Extracted rows
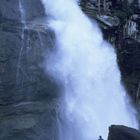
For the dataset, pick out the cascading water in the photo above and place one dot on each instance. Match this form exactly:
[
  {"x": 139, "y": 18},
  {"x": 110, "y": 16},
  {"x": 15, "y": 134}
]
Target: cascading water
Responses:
[
  {"x": 86, "y": 65},
  {"x": 23, "y": 22}
]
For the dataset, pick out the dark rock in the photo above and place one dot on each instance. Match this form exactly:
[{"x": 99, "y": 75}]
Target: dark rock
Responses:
[
  {"x": 28, "y": 96},
  {"x": 123, "y": 133}
]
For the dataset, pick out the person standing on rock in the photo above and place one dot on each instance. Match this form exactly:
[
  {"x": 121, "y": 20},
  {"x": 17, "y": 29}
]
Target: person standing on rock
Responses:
[{"x": 100, "y": 138}]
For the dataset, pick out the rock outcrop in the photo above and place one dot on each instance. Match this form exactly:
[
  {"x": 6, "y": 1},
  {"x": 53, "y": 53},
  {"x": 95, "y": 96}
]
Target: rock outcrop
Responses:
[
  {"x": 123, "y": 133},
  {"x": 28, "y": 96}
]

AIM:
Reproduce every row above verbatim, leaving out the pictures.

REPLY TO THE EXERCISE:
For the dataset, pick out the cascading water in the photo above and place one dot on each instance. Match this form exactly:
[
  {"x": 139, "y": 18},
  {"x": 110, "y": 16},
  {"x": 15, "y": 134}
]
Target: cascading water
Responses:
[
  {"x": 86, "y": 65},
  {"x": 23, "y": 22}
]
For the dataset, pick out the dark rock in the photo above and place one dot on each instance. Match this form exactly:
[{"x": 99, "y": 75}]
Target: dark rock
Responses:
[
  {"x": 28, "y": 96},
  {"x": 123, "y": 133}
]
For the dataset, pick out the person standing on rock in the photo above and place one dot on each instance. Match this form exactly:
[
  {"x": 121, "y": 20},
  {"x": 17, "y": 29}
]
Target: person standing on rock
Responses:
[{"x": 100, "y": 138}]
For the dataset, pick out the rock outcrop in the photo above and place one dot on each instance. Match this form exactly:
[
  {"x": 6, "y": 1},
  {"x": 53, "y": 53},
  {"x": 95, "y": 96}
]
Target: rock outcrop
Responses:
[
  {"x": 123, "y": 133},
  {"x": 28, "y": 96}
]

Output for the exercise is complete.